◆ WHAT TO DO
How many lines in the material contain the word "boot"? Reply with the number alone.

◆ DATASET
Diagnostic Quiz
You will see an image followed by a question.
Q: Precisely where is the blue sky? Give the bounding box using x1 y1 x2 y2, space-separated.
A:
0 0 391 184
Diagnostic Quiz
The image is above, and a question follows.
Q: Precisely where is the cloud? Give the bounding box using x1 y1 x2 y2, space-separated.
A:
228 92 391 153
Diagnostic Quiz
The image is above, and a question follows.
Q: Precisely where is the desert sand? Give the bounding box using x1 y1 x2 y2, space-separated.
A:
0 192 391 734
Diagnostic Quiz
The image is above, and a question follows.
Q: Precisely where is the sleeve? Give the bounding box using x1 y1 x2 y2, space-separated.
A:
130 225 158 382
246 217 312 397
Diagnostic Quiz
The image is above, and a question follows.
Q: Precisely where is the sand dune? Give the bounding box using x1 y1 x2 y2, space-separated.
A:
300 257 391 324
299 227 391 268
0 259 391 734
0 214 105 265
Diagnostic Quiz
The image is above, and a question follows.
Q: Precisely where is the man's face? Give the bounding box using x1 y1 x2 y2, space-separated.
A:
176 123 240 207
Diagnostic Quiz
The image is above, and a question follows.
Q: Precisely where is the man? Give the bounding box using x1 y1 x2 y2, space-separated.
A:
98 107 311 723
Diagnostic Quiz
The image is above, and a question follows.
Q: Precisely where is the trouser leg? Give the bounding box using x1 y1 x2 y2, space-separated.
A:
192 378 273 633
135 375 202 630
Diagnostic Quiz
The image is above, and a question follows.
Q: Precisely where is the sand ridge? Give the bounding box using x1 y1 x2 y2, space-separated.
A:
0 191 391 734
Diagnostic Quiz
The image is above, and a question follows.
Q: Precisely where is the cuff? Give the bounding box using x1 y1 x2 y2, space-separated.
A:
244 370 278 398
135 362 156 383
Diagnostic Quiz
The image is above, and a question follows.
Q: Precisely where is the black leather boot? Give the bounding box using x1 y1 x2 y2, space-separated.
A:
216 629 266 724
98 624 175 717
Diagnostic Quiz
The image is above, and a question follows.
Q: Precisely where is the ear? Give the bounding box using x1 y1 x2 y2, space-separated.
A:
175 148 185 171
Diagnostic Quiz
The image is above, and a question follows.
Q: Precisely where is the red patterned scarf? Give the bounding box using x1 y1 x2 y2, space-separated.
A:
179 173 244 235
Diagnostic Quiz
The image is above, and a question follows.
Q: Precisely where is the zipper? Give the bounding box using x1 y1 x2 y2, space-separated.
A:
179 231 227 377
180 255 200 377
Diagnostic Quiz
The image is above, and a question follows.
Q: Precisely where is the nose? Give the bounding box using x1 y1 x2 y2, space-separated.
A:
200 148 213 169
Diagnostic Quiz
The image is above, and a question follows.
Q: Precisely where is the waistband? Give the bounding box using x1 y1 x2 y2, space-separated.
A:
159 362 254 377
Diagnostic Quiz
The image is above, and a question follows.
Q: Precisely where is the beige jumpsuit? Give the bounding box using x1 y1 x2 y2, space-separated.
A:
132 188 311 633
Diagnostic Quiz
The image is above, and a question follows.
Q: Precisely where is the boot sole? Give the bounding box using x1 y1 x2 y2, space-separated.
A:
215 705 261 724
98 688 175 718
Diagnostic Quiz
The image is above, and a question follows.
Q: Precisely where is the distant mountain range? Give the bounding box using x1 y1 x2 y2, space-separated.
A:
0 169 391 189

◆ THE OUTPUT
2